→ Quoted passage:
________________________________________

Is this a temporary rise in a bear market or a Real Recovery. That's capitalized because, if true, it would be headline-worthy. The subhead: This Could be the Best Time in Decades to Invest in Stocks.

A slump from the past

Truth is, nobody knows whether this is a sucker's rally or the real thing. It will take weeks, and probably months, to know for sure. In the interim, the best we can offer is a little perspective.

The market has already experienced a downturn eerily similar to the first leg of the Great Depression. (How similar? Click here.) Then in just over two months – from Dec. 16, 1930, to Feb. 24, 1931 – the Dow Jones Industrial Average rallied a spectacular 23.4 percent.

But that rally didn't last. By July 1932, the index had fallen again – a breathtaking 78.8 percent.

Hoover-sized mistakes

Markets fell back then because the US government made several monumental errors that deepened the Depression, including the enactment of the Smoot-Hawley tariffs, which decimated international trade, and the Federal Reserve's tight money policy, which squeezed credit.

The good news is that so far, the Obama administration has avoided those mistakes. In fact, the Fed has swung to the opposite extreme and pursued a monetary policy so loose that it looks cockeyed. (Really. Click here.)

________________________________________

→ Provided material:
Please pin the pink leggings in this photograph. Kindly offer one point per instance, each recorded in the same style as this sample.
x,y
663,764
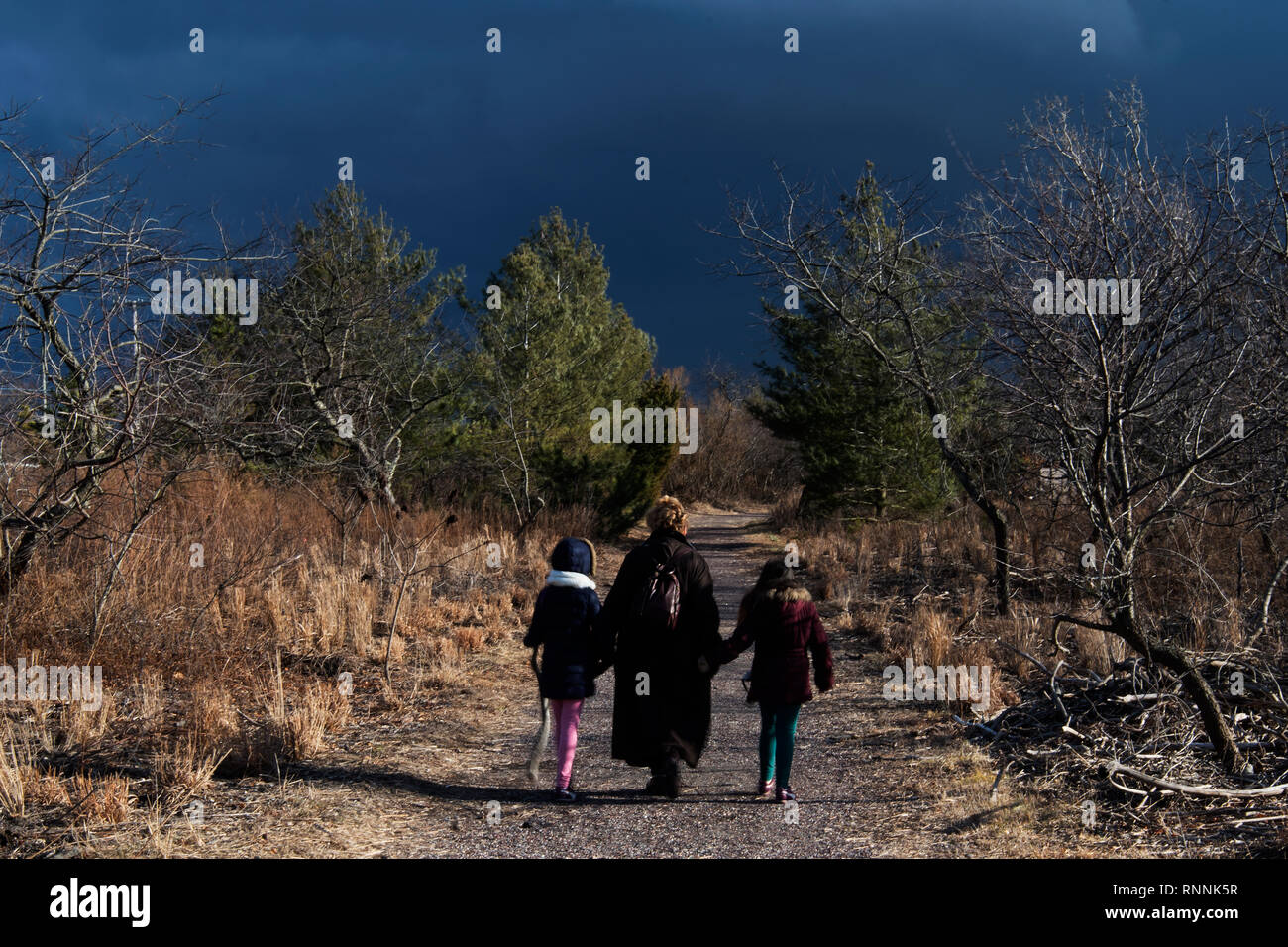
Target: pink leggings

________________________________________

→ Goal A: In the market rally passage, duplicate the text word for word, starting with "Is this a temporary" and going on through "spectacular 23.4 percent.".
→ Goal B: According to the market rally passage, by what percentage did the Dow Jones Industrial Average rise from Dec. 16, 1930, to Feb. 24, 1931?

→ Full answer A:
Is this a temporary rise in a bear market or a Real Recovery. That's capitalized because, if true, it would be headline-worthy. The subhead: This Could be the Best Time in Decades to Invest in Stocks.

A slump from the past

Truth is, nobody knows whether this is a sucker's rally or the real thing. It will take weeks, and probably months, to know for sure. In the interim, the best we can offer is a little perspective.

The market has already experienced a downturn eerily similar to the first leg of the Great Depression. (How similar? Click here.) Then in just over two months – from Dec. 16, 1930, to Feb. 24, 1931 – the Dow Jones Industrial Average rallied a spectacular 23.4 percent.

→ Full answer B: It rose 23.4 percent.